Work to be completed: Copy each line from the listing below where the word "yellow" shows up.

Extracted information:
···

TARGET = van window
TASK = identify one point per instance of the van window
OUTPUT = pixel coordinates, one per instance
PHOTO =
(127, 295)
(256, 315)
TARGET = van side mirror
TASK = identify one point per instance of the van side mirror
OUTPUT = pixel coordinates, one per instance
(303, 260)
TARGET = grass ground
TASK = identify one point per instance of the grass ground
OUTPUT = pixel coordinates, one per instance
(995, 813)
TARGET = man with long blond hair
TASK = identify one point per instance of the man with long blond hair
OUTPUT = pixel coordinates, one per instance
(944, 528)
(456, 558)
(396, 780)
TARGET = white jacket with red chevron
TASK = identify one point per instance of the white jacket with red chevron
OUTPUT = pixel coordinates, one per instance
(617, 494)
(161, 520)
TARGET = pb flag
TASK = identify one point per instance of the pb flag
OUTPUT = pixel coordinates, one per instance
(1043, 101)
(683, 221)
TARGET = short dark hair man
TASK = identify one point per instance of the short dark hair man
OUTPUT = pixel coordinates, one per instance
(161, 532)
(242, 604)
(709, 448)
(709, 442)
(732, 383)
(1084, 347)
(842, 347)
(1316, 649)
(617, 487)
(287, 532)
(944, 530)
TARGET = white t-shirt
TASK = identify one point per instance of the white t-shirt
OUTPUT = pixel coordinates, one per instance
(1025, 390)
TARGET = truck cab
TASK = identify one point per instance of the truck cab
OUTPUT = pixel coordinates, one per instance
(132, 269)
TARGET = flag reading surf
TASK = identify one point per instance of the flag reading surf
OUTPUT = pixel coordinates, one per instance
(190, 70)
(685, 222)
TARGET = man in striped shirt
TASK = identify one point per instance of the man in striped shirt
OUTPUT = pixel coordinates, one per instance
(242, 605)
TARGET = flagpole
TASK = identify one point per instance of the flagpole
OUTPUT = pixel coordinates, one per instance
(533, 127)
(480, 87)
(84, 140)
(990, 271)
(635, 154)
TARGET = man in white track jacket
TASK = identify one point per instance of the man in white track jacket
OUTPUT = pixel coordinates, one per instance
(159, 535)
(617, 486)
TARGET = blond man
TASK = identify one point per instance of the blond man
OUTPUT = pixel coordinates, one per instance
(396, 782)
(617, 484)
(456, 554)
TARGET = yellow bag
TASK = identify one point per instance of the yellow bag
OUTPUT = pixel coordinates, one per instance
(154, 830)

···

Answer for the task:
TARGET = yellow bag
TASK = identify one point per instance of the yellow bag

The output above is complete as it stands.